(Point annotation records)
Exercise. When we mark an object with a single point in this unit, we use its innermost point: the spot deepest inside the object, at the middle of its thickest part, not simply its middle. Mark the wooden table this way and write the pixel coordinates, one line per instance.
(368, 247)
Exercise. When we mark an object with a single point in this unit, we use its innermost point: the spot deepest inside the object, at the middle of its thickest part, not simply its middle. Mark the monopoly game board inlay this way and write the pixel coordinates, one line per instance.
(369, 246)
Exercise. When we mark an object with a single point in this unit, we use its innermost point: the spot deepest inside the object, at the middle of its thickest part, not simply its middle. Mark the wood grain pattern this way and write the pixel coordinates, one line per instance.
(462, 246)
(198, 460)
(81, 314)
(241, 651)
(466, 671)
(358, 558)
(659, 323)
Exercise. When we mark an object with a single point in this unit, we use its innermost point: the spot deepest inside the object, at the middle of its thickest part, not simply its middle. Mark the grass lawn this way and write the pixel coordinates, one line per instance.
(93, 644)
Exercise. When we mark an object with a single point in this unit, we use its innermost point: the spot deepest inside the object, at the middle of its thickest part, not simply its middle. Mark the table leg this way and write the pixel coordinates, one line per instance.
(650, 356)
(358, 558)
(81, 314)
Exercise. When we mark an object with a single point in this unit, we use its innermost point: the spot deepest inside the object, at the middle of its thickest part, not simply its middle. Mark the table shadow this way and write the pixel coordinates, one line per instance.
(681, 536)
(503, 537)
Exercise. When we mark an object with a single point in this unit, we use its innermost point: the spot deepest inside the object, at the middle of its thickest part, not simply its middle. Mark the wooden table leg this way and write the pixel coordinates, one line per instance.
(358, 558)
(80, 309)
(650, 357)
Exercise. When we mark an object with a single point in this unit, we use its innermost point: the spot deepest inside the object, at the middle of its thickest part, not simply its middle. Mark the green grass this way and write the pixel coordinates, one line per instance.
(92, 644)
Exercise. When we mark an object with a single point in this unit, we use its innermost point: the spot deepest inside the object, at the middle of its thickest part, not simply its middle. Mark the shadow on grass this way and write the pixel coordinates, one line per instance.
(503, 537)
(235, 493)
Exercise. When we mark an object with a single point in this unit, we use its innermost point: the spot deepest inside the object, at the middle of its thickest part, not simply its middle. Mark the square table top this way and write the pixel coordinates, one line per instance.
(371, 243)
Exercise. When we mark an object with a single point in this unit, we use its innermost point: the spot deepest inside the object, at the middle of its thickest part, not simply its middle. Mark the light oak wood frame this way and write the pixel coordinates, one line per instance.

• _SHORT TASK_
Write out every record, exactly as written.

• _ANSWER BELOW_
Exercise. When we mark an object with a single point in this unit, we use its innermost point: the spot deepest inside the object, at the middle of its thickest part, not simply its middle. Mark the wooden table this way and write the pixel coordinates, one line per instance.
(368, 247)
Exercise. When we mark an object with a single point in this unit, we use its innermost point: the spot deepest inside the object, at the middle of its thickest part, not simply its middle. Mark the monopoly game board inlay this way and write the pixel coordinates, one line per instance.
(369, 246)
Exercise. When we mark an object with a single point in this unit, we use its innermost point: the spot deepest inside the object, at the middle of its thickest part, not simply its middle. Mark the wood grain pattern this way and write the pixel coordinates, one line per instance.
(462, 246)
(198, 460)
(81, 314)
(241, 651)
(466, 671)
(358, 558)
(659, 323)
Exercise. When we mark an object with a single point in this unit, we use its innermost point: the spot deepest inside the object, at the middle of its thickest part, not simply its middle. Mark the grass lawn this way and write the pixel coordinates, one line per instance.
(93, 644)
Exercise. When we mark an object with a single point in this unit, we use its innermost point: the spot deepest inside the object, at the middle of its thickest part, not simply its middle. Mark the table leg this way and write the pixel coordinates, one line per instance.
(650, 356)
(358, 558)
(81, 314)
Exercise. When we mark an object with a single point in this unit, we use its innermost point: the spot deepest inside the object, at the middle of its thickest part, not simply its middle. Mark the table shadow this way and write the pixel coordinates, one line per instance.
(681, 536)
(503, 537)
Exercise. When we mark an object with a single point in this unit, we use its innermost point: the spot deepest inside the object, at the middle of its thickest part, not simply its middle. Mark the wooden table leg this way and write the pixel coordinates, one line per instance.
(358, 558)
(80, 309)
(650, 357)
Exercise. When we mark an object with a single point in this unit, we use its innermost point: the spot deepest inside the object, at the middle of its thickest part, not simply its middle. Mark the green grass this way and write the pixel coordinates, one line per instance.
(92, 644)
Exercise. When we mark an object with a single point in this unit, we use its innermost point: the spot deepest inside the object, at the middle of its thickest part, not simply its middle. Mark the shadow on grass this way and write the pixel coordinates, one line per instance.
(503, 537)
(235, 493)
Exercise. When we mark an object with a single point in this unit, we use its innermost point: the spot deepest inside the object, at the middle of its thickest part, not simply its middle. Mark the square table top this way and write the pixel coordinates, one line per instance.
(371, 243)
Exercise. When we mark an object with a single point in this unit, we use its innermost point: the spot deepest inside the object, at the middle of its thickest part, not simply its middle. Mark the light oak wood frame this way and write the pixel coordinates, one line per instance.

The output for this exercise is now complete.